[Location identification entries]
■ ■ ■
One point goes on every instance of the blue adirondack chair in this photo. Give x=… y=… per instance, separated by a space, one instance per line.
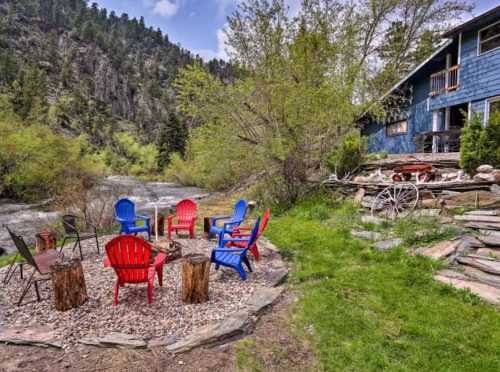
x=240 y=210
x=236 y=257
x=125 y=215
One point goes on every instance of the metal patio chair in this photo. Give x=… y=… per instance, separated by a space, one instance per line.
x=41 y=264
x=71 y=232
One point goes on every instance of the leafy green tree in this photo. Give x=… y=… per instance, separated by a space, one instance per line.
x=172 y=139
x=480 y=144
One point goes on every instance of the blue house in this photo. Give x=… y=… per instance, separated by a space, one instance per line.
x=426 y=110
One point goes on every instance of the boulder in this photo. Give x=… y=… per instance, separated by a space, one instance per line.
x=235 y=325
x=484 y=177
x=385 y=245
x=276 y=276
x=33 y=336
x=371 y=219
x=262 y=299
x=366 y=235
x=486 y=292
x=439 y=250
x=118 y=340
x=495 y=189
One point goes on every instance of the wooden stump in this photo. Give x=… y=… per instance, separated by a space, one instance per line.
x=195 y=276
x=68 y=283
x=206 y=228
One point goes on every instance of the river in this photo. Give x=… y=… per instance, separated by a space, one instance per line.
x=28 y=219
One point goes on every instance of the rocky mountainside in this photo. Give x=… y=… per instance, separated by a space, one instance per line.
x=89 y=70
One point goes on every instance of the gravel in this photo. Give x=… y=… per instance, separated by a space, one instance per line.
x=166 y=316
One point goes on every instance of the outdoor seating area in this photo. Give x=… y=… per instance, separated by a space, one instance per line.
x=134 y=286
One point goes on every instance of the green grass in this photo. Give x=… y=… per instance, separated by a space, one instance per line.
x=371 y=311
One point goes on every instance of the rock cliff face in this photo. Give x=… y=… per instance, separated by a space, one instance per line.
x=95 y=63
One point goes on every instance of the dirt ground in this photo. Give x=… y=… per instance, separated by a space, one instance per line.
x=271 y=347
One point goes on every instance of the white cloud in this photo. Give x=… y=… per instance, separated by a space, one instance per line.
■ ■ ■
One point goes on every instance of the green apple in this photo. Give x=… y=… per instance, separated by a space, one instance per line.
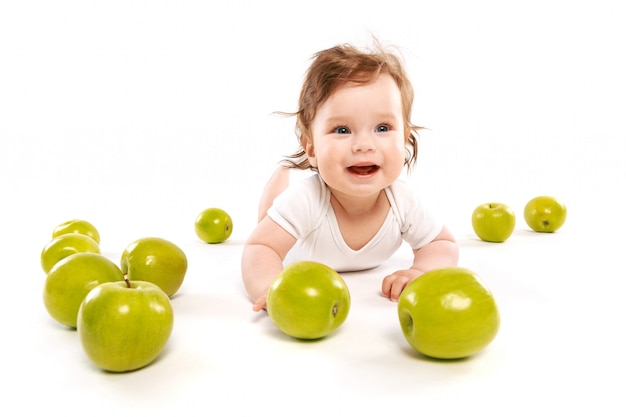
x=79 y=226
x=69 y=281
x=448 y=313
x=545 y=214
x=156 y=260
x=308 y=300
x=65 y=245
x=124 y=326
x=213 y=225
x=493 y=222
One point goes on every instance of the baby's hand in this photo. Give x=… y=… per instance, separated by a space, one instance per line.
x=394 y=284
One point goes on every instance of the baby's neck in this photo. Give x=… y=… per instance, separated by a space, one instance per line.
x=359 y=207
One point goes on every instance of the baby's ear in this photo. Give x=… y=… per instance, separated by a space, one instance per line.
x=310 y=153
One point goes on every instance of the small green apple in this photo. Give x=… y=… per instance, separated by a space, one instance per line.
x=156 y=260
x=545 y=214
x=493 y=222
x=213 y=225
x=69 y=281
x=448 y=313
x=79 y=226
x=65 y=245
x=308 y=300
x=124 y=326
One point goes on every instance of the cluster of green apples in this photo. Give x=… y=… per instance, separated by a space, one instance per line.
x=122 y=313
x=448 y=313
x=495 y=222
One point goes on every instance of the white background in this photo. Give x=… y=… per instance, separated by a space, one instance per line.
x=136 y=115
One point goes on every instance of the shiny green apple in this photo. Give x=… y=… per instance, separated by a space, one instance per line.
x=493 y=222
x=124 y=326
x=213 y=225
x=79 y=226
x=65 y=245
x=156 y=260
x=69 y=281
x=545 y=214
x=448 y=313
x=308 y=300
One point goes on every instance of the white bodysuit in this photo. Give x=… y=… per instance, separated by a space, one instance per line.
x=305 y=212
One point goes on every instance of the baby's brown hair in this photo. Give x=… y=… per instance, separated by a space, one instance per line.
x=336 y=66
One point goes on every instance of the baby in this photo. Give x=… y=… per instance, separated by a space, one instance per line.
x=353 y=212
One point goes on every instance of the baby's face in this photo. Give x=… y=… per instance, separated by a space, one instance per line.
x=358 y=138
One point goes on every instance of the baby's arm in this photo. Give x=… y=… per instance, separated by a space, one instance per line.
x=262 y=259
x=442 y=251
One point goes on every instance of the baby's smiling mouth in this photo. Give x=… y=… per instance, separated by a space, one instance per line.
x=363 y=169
■ ■ ■
Transcribe the stretch of the items above from the line containing "One point goes on every instance of the blue adirondack" through the line containing "x=426 y=110". Leave the pictures out of your copy.

One point goes on every instance of the blue adirondack chair in this photo. Give x=… y=… per instance, separated by a space, one instance per line.
x=240 y=210
x=236 y=257
x=125 y=215
One point goes on every instance of the metal patio chair in this photo. Give x=… y=… per instance, separated by a space, one instance per line.
x=41 y=264
x=71 y=232
One point goes on every instance of the leafy green tree in this photo. Give x=… y=… per instance, separated by a space, one instance per line.
x=172 y=139
x=480 y=144
One point goes on every instance of the blue house in this photo. Give x=… y=… per instance, separated by a space, one instance per line.
x=426 y=110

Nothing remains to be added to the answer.